* Document segment
====================
It’s impossible today to imagine powerful Mainline Protestant missions officials sternly extolling righteousness to island natives, U.S. Marines or anybody else, much less compelling political action by government officials. A contemporary version might entail an activist Protestant missions executive, clad in shorts and a t-shirt, cajoling island natives into demonstrations against U.S. Navy vessels, to the indifference of U.S. diplomats.
Over the weekend I watched the 1953 movie Miss Sadie Thompson, with Rita Hayworth escaping her fallen past and Jose Ferrer as the self-righteous churchman who won’t let her.
The film is a window into an earlier era when Mainline Protestants were still pillars of American culture. Ferrer is an influential layman who heads a powerful Protestant missions board based in Boston (!). His character and its zeitgeist no longer exist and shouldn’t be forgotten.
The fun-loving Hayworth character quickly stirs up a U.S. Marine base on a remote Pacific island when her ship in transit to New Caledonia drops her off for a brief visit. Her visit coincides with a delegation of well-dressed missions visitors, including Ferrer, his equally stern wife, and a more relaxed physician with his wife. Ferrer recalls his missionary father had evangelized the island’s natives, and he is appalled when a native church service is interrupted by raucous singing by Hayworth and her Marine admirers at the nearby saloon, which should be closed on the Sabbath.
Ferrer and his wife are even more indignant when they realize that Hayworth is staying with them at the island’s only hotel. And he eventually recognizes her as the employee of a Hawaii brothel that he had led the police to close. His physician colleague implores him to resist a campaign against Hayworth, but Ferrer successfully demands the island’s U.S. governor expel Hayworth back to San Francisco, where she faces additional legal difficulties. Ferrer, who has powerful allies in Washington, D.C. and is renowned for his political influence, insists he cannot compromise with evil.
====================
* Extracted material
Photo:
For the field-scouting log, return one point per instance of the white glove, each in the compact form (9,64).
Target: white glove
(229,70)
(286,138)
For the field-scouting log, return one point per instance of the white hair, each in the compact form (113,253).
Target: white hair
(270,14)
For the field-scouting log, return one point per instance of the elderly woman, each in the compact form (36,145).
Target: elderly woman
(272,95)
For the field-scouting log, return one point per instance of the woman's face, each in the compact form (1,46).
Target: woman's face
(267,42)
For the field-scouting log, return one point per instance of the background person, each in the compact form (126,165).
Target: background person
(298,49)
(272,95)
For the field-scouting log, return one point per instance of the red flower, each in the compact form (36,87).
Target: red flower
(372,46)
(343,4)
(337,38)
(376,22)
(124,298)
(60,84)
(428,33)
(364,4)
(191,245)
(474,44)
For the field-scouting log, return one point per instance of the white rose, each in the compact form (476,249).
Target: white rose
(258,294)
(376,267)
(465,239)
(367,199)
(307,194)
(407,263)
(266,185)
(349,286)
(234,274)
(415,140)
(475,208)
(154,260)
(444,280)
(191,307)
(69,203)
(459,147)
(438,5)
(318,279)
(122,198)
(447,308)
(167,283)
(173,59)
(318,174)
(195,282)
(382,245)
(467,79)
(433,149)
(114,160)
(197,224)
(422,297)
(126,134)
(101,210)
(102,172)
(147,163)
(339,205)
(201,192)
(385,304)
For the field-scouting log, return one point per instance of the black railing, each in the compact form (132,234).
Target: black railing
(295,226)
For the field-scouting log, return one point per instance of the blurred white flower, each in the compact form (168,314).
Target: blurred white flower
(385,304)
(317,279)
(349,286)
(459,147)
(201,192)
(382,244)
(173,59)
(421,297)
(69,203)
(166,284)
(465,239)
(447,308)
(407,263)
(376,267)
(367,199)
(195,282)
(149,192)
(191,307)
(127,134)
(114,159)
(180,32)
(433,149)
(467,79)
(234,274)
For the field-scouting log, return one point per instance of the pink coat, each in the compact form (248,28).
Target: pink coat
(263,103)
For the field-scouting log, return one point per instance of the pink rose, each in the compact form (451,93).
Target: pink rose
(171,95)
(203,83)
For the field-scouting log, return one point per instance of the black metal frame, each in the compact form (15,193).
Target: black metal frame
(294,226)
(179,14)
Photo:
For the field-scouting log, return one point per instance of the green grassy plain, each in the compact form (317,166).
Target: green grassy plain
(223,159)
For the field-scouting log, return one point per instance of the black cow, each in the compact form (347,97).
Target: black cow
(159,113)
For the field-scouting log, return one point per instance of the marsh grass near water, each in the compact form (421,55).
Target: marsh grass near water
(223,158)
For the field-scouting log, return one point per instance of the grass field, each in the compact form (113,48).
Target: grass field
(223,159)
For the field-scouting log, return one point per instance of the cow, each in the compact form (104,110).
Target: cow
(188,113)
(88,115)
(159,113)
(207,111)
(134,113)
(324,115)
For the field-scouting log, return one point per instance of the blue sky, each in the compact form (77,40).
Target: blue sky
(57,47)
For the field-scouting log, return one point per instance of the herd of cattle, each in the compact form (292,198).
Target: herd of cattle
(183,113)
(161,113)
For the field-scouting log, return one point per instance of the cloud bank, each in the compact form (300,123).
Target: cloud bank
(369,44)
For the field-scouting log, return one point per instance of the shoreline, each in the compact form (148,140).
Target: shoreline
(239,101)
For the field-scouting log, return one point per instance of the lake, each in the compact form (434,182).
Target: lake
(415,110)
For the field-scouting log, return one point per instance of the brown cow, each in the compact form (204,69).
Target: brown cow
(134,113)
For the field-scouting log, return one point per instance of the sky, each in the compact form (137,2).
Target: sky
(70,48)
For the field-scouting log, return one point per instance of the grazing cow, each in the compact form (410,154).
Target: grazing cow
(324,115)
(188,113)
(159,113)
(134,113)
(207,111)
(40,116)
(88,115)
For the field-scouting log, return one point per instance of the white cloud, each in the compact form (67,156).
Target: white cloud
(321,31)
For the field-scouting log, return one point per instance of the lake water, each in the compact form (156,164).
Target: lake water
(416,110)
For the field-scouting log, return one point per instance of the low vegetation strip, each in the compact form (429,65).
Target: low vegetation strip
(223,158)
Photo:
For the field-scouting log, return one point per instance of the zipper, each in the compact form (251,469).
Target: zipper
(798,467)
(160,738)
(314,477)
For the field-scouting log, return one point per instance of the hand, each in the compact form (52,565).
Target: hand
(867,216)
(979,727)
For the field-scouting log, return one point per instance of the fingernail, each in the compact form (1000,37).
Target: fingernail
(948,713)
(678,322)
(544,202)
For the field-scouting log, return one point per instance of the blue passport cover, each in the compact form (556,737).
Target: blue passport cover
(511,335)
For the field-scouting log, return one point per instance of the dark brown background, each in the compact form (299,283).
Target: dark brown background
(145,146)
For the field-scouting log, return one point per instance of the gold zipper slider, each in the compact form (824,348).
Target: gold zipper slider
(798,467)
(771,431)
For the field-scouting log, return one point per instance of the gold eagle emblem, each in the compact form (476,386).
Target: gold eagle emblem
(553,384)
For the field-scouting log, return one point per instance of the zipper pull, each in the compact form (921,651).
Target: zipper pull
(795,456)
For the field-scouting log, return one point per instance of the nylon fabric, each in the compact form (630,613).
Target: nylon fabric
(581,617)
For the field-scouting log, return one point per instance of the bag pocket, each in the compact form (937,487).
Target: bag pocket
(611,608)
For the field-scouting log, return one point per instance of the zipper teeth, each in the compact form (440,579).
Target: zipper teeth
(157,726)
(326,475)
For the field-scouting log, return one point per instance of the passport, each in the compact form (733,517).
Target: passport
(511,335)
====================
* Problems to solve
A: In the essay on Miss Sadie Thompson, where is the missions board headed by Ferrer's character based?
B: Carry the essay on Miss Sadie Thompson forward from its last sentence.
The data that comes after the essay is separate material.

* Task answers
A: Boston

B:
Hayworth pleads for Ferrer to relent from his demands that she return home to face justice for her crimes, which included guns and unsavory underworld characters. A softer Ferrer eventually reads to her the 23rd Psalm, which spiritually convicts her and persuades her that she in fact must atone by facing the consequences of her past.
In a tragic twist, before Hayworth penitently leaves for San Francisco, Ferrer, in a moment of dark passion, sexually assaults her. The next morning his body is found in the surf, Ferrer having committed suicide over his own moral collapse. Hayworth stoically now rejects her previous spiritual awakening. But the kindly physician counsels that she not reject what is good only because Ferrer failed to abide his own professed standards.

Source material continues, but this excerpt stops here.